Your task: Repeat the full listing below verbatim and keep the images out.

Stored data:
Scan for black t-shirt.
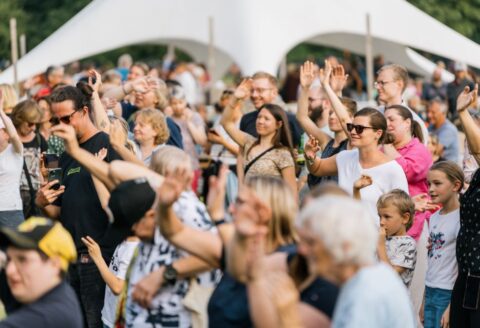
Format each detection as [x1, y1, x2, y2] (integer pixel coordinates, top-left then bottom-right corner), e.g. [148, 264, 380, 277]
[21, 133, 48, 191]
[239, 109, 303, 147]
[53, 132, 124, 256]
[0, 281, 83, 328]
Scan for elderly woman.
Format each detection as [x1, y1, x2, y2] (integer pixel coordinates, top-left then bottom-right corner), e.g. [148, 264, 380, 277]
[301, 196, 415, 327]
[245, 195, 415, 328]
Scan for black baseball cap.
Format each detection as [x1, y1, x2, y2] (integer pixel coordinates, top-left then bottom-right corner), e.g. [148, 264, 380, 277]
[107, 178, 156, 229]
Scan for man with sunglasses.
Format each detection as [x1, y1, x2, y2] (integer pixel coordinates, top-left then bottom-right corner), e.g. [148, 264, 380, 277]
[35, 84, 122, 328]
[375, 64, 429, 145]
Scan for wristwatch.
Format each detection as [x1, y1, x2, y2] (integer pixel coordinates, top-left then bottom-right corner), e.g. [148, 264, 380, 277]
[163, 264, 178, 285]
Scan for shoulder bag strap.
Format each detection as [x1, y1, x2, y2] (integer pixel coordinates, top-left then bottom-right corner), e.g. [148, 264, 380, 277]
[244, 146, 275, 175]
[23, 159, 37, 212]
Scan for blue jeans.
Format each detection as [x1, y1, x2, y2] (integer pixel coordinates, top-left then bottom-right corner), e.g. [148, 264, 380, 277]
[0, 210, 24, 228]
[424, 286, 452, 328]
[68, 260, 107, 328]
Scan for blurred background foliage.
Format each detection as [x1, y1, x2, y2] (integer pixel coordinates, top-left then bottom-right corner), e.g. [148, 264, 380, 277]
[1, 0, 479, 70]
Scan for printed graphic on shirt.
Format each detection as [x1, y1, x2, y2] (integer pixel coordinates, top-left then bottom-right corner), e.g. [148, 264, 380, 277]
[428, 230, 446, 260]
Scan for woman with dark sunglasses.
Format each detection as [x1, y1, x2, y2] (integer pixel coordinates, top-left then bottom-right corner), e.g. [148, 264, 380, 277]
[306, 61, 409, 224]
[10, 99, 48, 218]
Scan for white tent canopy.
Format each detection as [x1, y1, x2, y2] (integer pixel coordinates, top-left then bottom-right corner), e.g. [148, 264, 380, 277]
[1, 0, 479, 84]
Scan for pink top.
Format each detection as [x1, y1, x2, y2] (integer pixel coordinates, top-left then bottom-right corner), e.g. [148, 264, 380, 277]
[395, 138, 433, 240]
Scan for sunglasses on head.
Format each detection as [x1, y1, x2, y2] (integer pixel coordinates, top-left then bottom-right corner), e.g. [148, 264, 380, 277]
[346, 123, 375, 134]
[50, 110, 79, 125]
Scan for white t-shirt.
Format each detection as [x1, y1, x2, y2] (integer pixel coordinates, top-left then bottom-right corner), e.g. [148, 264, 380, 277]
[0, 144, 23, 211]
[336, 149, 409, 224]
[332, 263, 415, 328]
[385, 235, 417, 286]
[102, 240, 139, 328]
[426, 209, 460, 290]
[126, 191, 220, 328]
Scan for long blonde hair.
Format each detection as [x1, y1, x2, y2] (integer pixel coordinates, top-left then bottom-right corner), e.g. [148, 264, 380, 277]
[244, 176, 298, 251]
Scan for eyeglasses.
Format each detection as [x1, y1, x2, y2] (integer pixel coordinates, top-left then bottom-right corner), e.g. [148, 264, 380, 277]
[374, 80, 396, 88]
[27, 122, 36, 127]
[251, 87, 272, 94]
[346, 123, 376, 134]
[50, 110, 79, 125]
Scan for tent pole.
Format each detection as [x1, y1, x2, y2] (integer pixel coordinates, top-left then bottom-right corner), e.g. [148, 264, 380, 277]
[208, 16, 215, 103]
[20, 34, 27, 57]
[365, 13, 374, 102]
[10, 18, 19, 92]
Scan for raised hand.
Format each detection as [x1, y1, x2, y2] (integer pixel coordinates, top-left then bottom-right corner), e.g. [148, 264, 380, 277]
[109, 120, 127, 148]
[157, 168, 188, 207]
[300, 61, 315, 90]
[233, 187, 272, 239]
[457, 83, 478, 112]
[354, 174, 373, 190]
[304, 135, 320, 160]
[88, 69, 102, 93]
[330, 64, 349, 93]
[412, 193, 441, 212]
[319, 59, 333, 87]
[131, 77, 150, 94]
[234, 78, 253, 100]
[206, 164, 229, 220]
[51, 123, 79, 155]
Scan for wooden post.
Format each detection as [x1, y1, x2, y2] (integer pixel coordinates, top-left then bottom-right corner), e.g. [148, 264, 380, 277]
[207, 16, 215, 104]
[365, 13, 374, 102]
[10, 18, 19, 91]
[20, 34, 26, 57]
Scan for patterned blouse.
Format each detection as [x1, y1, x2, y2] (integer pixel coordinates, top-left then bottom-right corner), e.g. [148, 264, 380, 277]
[242, 135, 294, 180]
[457, 169, 480, 274]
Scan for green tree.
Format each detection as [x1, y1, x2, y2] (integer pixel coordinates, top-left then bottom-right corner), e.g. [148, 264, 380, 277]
[0, 0, 27, 64]
[407, 0, 480, 43]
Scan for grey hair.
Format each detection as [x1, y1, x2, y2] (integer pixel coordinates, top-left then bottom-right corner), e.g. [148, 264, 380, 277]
[298, 195, 378, 266]
[150, 145, 192, 175]
[430, 98, 448, 114]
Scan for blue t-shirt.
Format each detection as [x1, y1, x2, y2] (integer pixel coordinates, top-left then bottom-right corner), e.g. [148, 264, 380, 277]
[332, 263, 415, 328]
[429, 120, 459, 163]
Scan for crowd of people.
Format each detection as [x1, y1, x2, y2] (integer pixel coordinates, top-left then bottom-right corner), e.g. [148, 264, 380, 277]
[0, 51, 479, 328]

Task answer:
Scan for black t-shirt.
Format each detection as [x1, y1, x2, y2] (integer pixel coordinates, top-left then bottom-right corner), e.g. [148, 264, 380, 277]
[21, 133, 48, 191]
[239, 109, 303, 147]
[53, 132, 124, 256]
[0, 281, 83, 328]
Scan for elderly woman.
Format each detection as [x1, y1, x2, y2] (integer pixel coordinates, top-left then bottom-right corner), e.g. [148, 264, 380, 277]
[301, 196, 415, 327]
[245, 195, 415, 328]
Scan for black baseball cap.
Format each detection as [x1, y1, x2, y2] (integer pixel coordinates, top-left then bottom-right corner), e.g. [148, 264, 380, 277]
[107, 178, 156, 229]
Scan for man with sunglasses.
Format each detection as [x1, y1, x2, y2] (integer pixel coordinates, top-left then bottom-right corner), e.g. [148, 264, 380, 277]
[35, 84, 122, 328]
[375, 64, 429, 145]
Scan for wristwatch.
Format each detection as [x1, y1, x2, y2] (integer pixel coordinates, top-left then bottom-right corner), e.g. [148, 264, 380, 277]
[163, 264, 178, 285]
Scan for shoulder bag strap.
Format each detection as [x1, y1, x2, y2] (integer pixel coordinates, top-left then bottom-right corner), e.g. [148, 264, 380, 277]
[244, 146, 275, 175]
[23, 159, 37, 212]
Scan for blue jeans.
Format each detection as [x1, y1, x2, y2] (integer pixel coordinates, top-left then bottom-right corner), e.g. [148, 264, 380, 277]
[0, 210, 24, 228]
[424, 286, 452, 328]
[68, 260, 107, 328]
Scan for blurred background foliage.
Format each detection as [x1, y1, x2, y2] (integer pixel coordinates, top-left then bottom-right corner), e.g. [148, 264, 380, 277]
[1, 0, 479, 70]
Scan for printed graphic on shirt.
Format each detection as [x1, y1, x2, y2] (integer pixel coordinates, top-left then bottom-right corner), e.g. [148, 264, 380, 277]
[428, 230, 446, 260]
Scan for woman with dark sunglasses.
Format each detection as [x1, y1, x2, y2] (integer pixel coordinates, top-left then bottom-right corner), e.g. [148, 264, 380, 277]
[306, 61, 409, 224]
[10, 99, 48, 218]
Scan for white tent canopy.
Format each detection as [x1, y1, x2, y2] (integer pixel coordinates, top-left then bottom-right corner), e.g. [148, 264, 380, 277]
[1, 0, 479, 84]
Scan for pink top.
Format each detection as [x1, y1, x2, y2] (integer pixel coordinates, top-left then bottom-right corner), e.g. [148, 264, 380, 277]
[395, 138, 433, 240]
Scan for sunglasses on head.
Format each detection as [x1, y1, x2, y2] (integer pixel coordinates, top-left then bottom-right corner), e.g. [148, 264, 380, 277]
[346, 123, 375, 134]
[50, 110, 79, 125]
Scan for white t-shirt.
Format each detection as [x1, y1, x2, y2] (integer pixel coordinates, top-left then bottom-right corner), e.g. [148, 264, 380, 277]
[0, 144, 23, 211]
[336, 149, 409, 224]
[332, 263, 415, 328]
[385, 235, 417, 286]
[102, 240, 139, 328]
[426, 209, 460, 290]
[126, 191, 220, 328]
Scan for long blonde hair.
Format each detection as [x1, y1, x2, y2] (integer pixel coordinates, top-left then bottom-right corner), e.g. [148, 264, 380, 277]
[244, 176, 298, 251]
Scan for eyeglasses.
Format each detection as [x1, y1, x2, y2] (integer pixel coordinates, top-left then bottom-right corner), e.g. [148, 264, 380, 277]
[374, 80, 396, 88]
[27, 122, 36, 127]
[251, 87, 272, 94]
[346, 123, 376, 134]
[50, 110, 79, 125]
Scan for tent pole.
Format each detection as [x1, y1, x2, y2] (integer pixel coordinates, top-left then bottom-right corner), e.g. [148, 264, 380, 277]
[208, 16, 215, 103]
[20, 34, 27, 57]
[365, 13, 374, 102]
[10, 18, 19, 92]
Scan for raised hand.
Format each detection as [x1, y1, x2, y2] (integer pixel coordinates, top-left then bottom-right corner), e.g. [148, 264, 380, 277]
[109, 120, 127, 148]
[157, 168, 188, 207]
[300, 61, 315, 90]
[233, 187, 272, 239]
[457, 83, 478, 112]
[354, 174, 373, 190]
[304, 135, 320, 160]
[88, 69, 102, 93]
[330, 64, 349, 93]
[412, 193, 441, 212]
[319, 59, 333, 87]
[131, 77, 150, 94]
[234, 78, 253, 100]
[206, 164, 229, 220]
[51, 123, 79, 155]
Scan for wooden post.
Format each detection as [x1, y1, x2, y2] (integer pixel coordinates, top-left then bottom-right corner), e.g. [148, 264, 380, 277]
[207, 16, 215, 104]
[365, 13, 374, 102]
[10, 18, 19, 91]
[20, 34, 26, 57]
Scan for patterned blouse.
Format each detection as [x1, y1, x2, y2] (integer pixel coordinates, top-left then bottom-right corner), e.g. [148, 264, 380, 277]
[242, 135, 294, 180]
[457, 169, 480, 274]
Scan for green tree.
Format each detection as [x1, y1, x2, y2] (integer pixel coordinates, top-left then bottom-right corner), e.g. [148, 264, 380, 277]
[0, 0, 27, 64]
[407, 0, 480, 43]
Scan for grey hair.
Format each detection as [x1, y1, x2, y2] (integer pixel coordinates, top-left then bottom-right corner), e.g. [148, 264, 380, 277]
[298, 195, 378, 266]
[150, 145, 192, 175]
[430, 98, 448, 114]
Scan for blue t-shirt.
Format each detection as [x1, y1, x2, y2] (integer pixel coordinates, top-left then bottom-right corner), e.g. [148, 264, 380, 277]
[332, 263, 415, 328]
[429, 120, 459, 163]
Scan for crowd of people.
Format each detection as [x1, y1, x2, y2] (integer pixel coordinates, top-left then bottom-right corner), e.g. [148, 264, 380, 277]
[0, 51, 479, 328]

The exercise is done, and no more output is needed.